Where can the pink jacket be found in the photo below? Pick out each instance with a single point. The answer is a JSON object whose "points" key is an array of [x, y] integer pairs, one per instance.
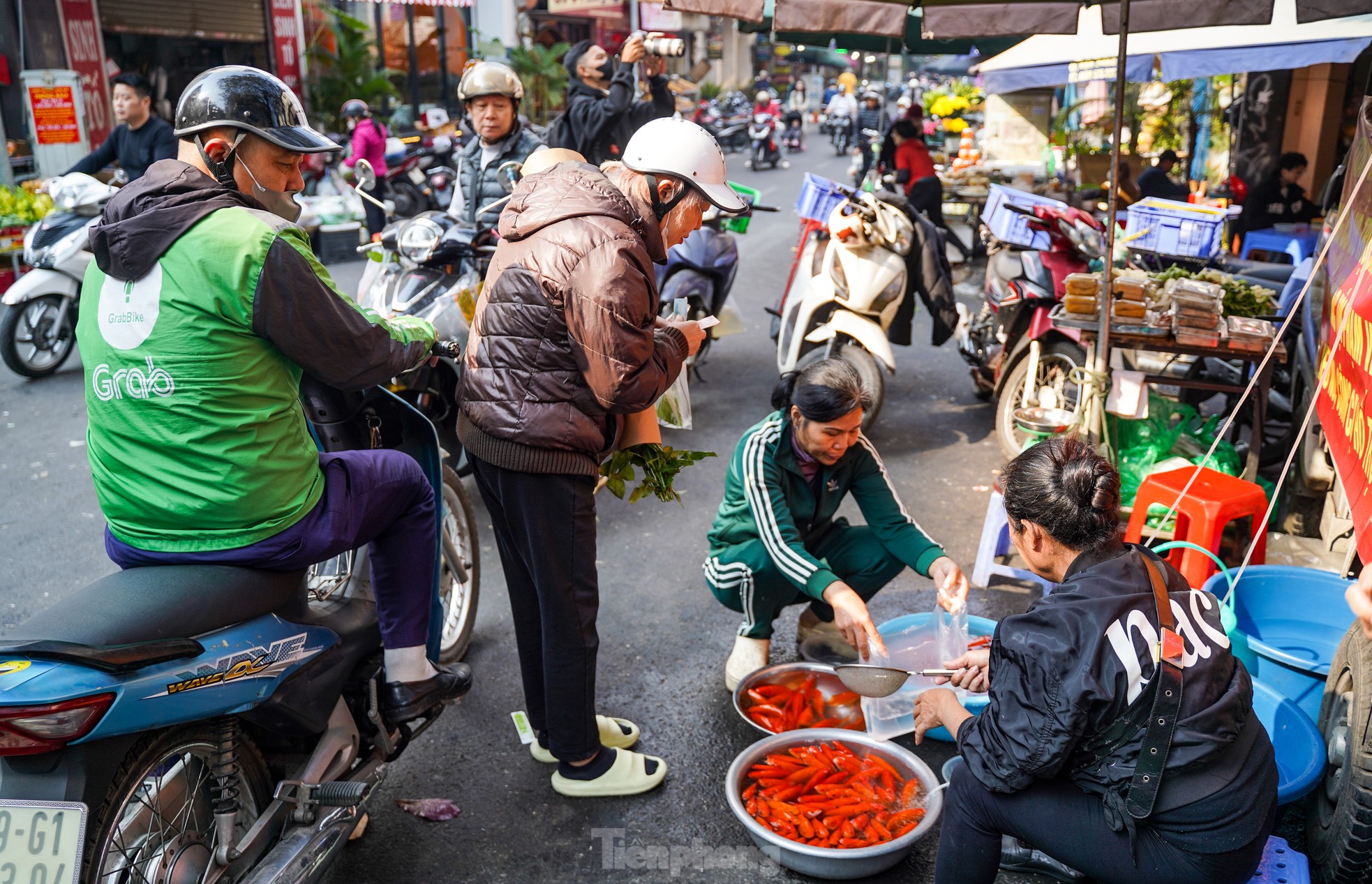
{"points": [[369, 144]]}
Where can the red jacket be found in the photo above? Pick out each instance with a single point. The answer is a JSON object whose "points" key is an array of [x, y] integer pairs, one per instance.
{"points": [[913, 156]]}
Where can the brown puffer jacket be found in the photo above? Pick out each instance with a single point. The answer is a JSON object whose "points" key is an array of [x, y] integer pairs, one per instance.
{"points": [[563, 339]]}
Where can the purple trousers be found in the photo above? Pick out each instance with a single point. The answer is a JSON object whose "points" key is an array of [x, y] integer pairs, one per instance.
{"points": [[378, 497]]}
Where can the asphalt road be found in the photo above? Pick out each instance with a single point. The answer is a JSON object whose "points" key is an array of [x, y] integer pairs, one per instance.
{"points": [[663, 636]]}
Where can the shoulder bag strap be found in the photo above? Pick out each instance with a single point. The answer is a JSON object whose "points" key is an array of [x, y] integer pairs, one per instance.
{"points": [[1167, 705]]}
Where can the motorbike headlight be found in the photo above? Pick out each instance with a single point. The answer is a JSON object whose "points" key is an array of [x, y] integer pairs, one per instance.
{"points": [[890, 293], [840, 279], [417, 239]]}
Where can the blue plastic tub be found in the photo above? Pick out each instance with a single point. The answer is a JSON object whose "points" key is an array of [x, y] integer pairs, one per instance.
{"points": [[1175, 228], [818, 198], [1288, 625], [973, 702], [1295, 740]]}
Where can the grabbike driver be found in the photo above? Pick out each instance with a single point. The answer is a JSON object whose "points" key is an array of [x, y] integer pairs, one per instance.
{"points": [[201, 312]]}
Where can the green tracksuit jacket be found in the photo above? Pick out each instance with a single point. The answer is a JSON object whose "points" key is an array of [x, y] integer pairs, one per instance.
{"points": [[767, 500]]}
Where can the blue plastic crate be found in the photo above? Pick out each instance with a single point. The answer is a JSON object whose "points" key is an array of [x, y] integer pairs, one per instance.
{"points": [[1011, 227], [1282, 865], [1175, 228], [818, 198]]}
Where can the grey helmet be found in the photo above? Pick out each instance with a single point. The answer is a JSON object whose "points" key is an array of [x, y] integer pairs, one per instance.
{"points": [[490, 79]]}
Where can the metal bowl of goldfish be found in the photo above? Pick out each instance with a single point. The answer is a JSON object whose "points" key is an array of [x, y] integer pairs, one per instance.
{"points": [[832, 803], [793, 696]]}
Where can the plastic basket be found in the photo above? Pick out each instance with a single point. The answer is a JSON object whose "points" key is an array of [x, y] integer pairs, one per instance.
{"points": [[818, 198], [1173, 228], [1011, 227]]}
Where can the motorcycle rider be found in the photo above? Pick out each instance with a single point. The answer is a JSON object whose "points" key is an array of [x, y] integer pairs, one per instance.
{"points": [[602, 113], [203, 308], [870, 116], [139, 140], [369, 144], [491, 93]]}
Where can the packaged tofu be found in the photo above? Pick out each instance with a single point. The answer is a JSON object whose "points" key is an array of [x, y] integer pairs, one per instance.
{"points": [[1082, 285]]}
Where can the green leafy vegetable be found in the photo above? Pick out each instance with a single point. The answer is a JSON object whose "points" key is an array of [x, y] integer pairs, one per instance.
{"points": [[660, 464]]}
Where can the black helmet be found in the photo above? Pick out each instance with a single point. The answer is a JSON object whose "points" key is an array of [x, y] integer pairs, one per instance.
{"points": [[355, 107], [253, 100]]}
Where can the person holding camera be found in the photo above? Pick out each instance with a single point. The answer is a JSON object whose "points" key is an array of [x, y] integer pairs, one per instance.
{"points": [[602, 113]]}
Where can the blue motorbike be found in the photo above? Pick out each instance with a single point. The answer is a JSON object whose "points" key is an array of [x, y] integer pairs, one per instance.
{"points": [[207, 724], [701, 269]]}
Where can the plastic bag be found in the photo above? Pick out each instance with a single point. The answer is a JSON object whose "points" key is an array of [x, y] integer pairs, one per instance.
{"points": [[927, 644]]}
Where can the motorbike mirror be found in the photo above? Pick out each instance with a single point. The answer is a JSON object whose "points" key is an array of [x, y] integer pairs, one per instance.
{"points": [[509, 174], [365, 174]]}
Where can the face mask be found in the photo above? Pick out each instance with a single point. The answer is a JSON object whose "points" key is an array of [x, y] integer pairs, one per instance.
{"points": [[278, 202]]}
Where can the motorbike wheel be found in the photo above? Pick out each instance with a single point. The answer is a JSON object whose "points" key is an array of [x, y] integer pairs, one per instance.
{"points": [[157, 820], [408, 200], [24, 336], [873, 375], [1055, 364], [1339, 817], [458, 597]]}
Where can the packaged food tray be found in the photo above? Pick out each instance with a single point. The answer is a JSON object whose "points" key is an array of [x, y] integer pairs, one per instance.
{"points": [[1175, 228]]}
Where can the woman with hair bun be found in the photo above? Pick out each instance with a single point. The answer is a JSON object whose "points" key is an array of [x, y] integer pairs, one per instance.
{"points": [[775, 540], [1095, 757]]}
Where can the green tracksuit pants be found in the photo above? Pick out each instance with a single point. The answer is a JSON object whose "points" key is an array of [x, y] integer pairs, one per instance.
{"points": [[745, 578]]}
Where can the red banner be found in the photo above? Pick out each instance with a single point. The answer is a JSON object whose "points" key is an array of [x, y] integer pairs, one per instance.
{"points": [[85, 55], [285, 40], [1345, 403]]}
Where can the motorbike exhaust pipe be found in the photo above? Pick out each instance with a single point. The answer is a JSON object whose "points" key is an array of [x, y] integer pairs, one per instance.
{"points": [[304, 854]]}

------------------------

• _WORK TO COMPLETE_:
Recast every line of the records above as a numbered list, skipping blank lines and leaving out the pictures.

• _REPLY_:
1. Where can the pink jacket be found in the photo below? Pick out each instance with a single point. The answer is a JSON object whose "points" key is an array of [x, y] integer pairs, one per instance.
2. {"points": [[369, 144]]}
3. Where can the red jacket be found in the photo above? Pick out each instance with a single point. The answer is a JSON object whose "points" key is an array of [x, y] integer pairs, one per instance.
4. {"points": [[913, 156]]}
5. Where can the brown puffer jacket be found in the photo above? Pick out each instance with a single point. The answer is a JSON object whose "points" key is an array of [x, y] integer pairs, one per instance.
6. {"points": [[563, 339]]}
7. Where can the purple trousers be found in the photo above? Pick out each instance with a single point. The answer is a JSON object whose "points" key is an array of [x, y] integer pairs, one per instance.
8. {"points": [[378, 497]]}
9. Where can the asphalt road be found in the photo above? Pick out each instance with a single point. The answer is a JSON object whose "points" key is an array of [x, y] integer pairs, one per instance.
10. {"points": [[663, 636]]}
11. Where can the shoulder bag strap be found in the photo above? Pick out each instance with a single point. The answer is a JSON object whose "points" key is an array of [x, y] integer pairs, one per instance.
12. {"points": [[1167, 705]]}
13. Where can the motorbike headlight be found in the photo above? Pick out each instance with a single point. The answer is a JSON object whose "points" key is an array of [x, y] integer pairs, one per instance.
14. {"points": [[890, 293], [840, 279], [417, 239]]}
15. Where can the blue plastic tub be found in the photo above? Pick out each instance with a single point. The answer is a JSON object whose "points" key is an array of [x, y] integer pairs, one per instance.
16. {"points": [[1175, 228], [818, 198], [1288, 625], [973, 702], [1295, 740]]}
17. Where can the grabbike driver be found in the photo above? Pick out each instance with a single point. The answer is a JSON object whose "points" key is an array of [x, y] integer pairs, one per instance.
18. {"points": [[201, 312]]}
19. Where can the green tracksuit jacket be found in the photo above? Pick out each instance with a single point. The answer is a JSON object whose "points" key is an array of [x, y] integer pairs, one per instance.
20. {"points": [[767, 500]]}
21. Where can the blue plastic crate be found in the photo above? Pick out each instance with a single point. The answer is a JSON object whose "points" key is an array of [x, y] integer pairs, one per instance.
22. {"points": [[1011, 227], [1282, 865], [1175, 228], [818, 198]]}
23. Where can the grey helmet be found in the photo above? Pick out each instance with a single point. The answer is a JSON object whose "points" key is an array of [x, y] integer pairs, one per instance.
24. {"points": [[490, 79]]}
25. Where can the metal bowl of goldfish be found in the photo above? Pick out each instance with a single point. The answer is a JSON object whose "points" key is an array of [x, y] integer pairs, one per instance.
26. {"points": [[832, 803], [793, 696]]}
27. Where can the plastic basket be found in the photo above? Pick out each instance with a single point. The answer is a JSON object whose "points" key is an array of [x, y] integer pairs, one per instance.
28. {"points": [[818, 198], [1173, 228], [1011, 227]]}
29. Where can the motorcycle rider be found in the photo above? Pick out each instance with a single point. The answer is a JSON object whose "points" key is an array of [x, y] integer pairs, one per instance.
30. {"points": [[602, 113], [203, 308], [870, 116], [139, 140], [369, 144], [491, 93]]}
31. Where can the packaged tofu be found in the photo above? Pick out each instance with a single point. The answer is a JSON object whose "points" key is an array of [x, y] integer pairs, one per instance.
32. {"points": [[1082, 285]]}
33. Where can the green leafy vegetable be found in the photo above? Pick out each instance with a single point. The answer is a JSON object whose "points" key is an array of [x, y] integer pairs, one per instance.
34. {"points": [[660, 464]]}
35. Where can the black helmet be found in the photo above? Pick out each instance with a single point. The answer is a JSON object whose "points" key is an array of [x, y] integer pairs, one per instance.
36. {"points": [[355, 107], [253, 100]]}
37. Where can the person holding camera be found in the photo above? Pick out each instance with a single point. The answer is a JSON object whose "points" key is an array of [x, y] integer pairs, one per instance.
38. {"points": [[602, 113]]}
39. Where can the blue motorbike be found in the photo above? Pick out each instance with a single point. The answer is a JSON object whose "points" key is an array of [x, y] integer pairs, one per instance.
40. {"points": [[207, 724], [701, 269]]}
41. Where can the plastic bag be found in the photo above? Pick out each instance with a single point. The answer is a JSON object whose "points" key is an array of [x, y] integer pairs, one per instance.
42. {"points": [[927, 644]]}
43. Where can the motorbike mirror be found in the photo above? Pick out each instance with a single point. The answer is a JSON object whose "points" key is an array of [x, y] integer pairs, one per instance.
44. {"points": [[509, 174], [365, 174]]}
45. Where can the face mask be found in the photo above? Pick out each instance with a single point. The answer is a JSON object whose "points" key is an array of [x, y] integer pairs, one per instance.
46. {"points": [[278, 202]]}
47. Where can the motorbike wheel be found in the photo above? Pick out each instance with a single point. The answer is a JSON object whose "points" key is an array of [x, y] integer pairs, one per instance.
48. {"points": [[157, 820], [408, 200], [24, 336], [873, 375], [1055, 364], [1339, 817], [458, 597]]}
49. Where can the packaged food tray be found in the photo above? Pick out each instance with a single point. The answer is a JSON object whose "points" key is an array of [x, y] integer pairs, one per instance.
50. {"points": [[1175, 228]]}
51. Where can the woman with hair bun be found in the photo above? Pick out each instance with a single point. The answer is a JSON object whose "points" key is an array of [x, y] integer pairs, one per instance.
52. {"points": [[775, 540], [1095, 757]]}
53. Where can the green tracksuit pants be found in the photo above? Pick out each instance with a single point. The answer is a JSON object whose "points" key is an array of [x, y] integer pairs, one per instance.
54. {"points": [[745, 578]]}
55. Where can the red banner be found in the photo above? Pick out each instance with a single point. The answer is a JSON object whose "points" key is an array of [x, y] integer pairs, one per instance.
56. {"points": [[85, 55], [285, 40], [1345, 403]]}
57. Where can the motorbike exhaust pipe be found in the photo above? Pick out each instance with a single point. The answer is a JSON object whose "points" key is an array of [x, y] integer pairs, one per instance.
58. {"points": [[304, 854]]}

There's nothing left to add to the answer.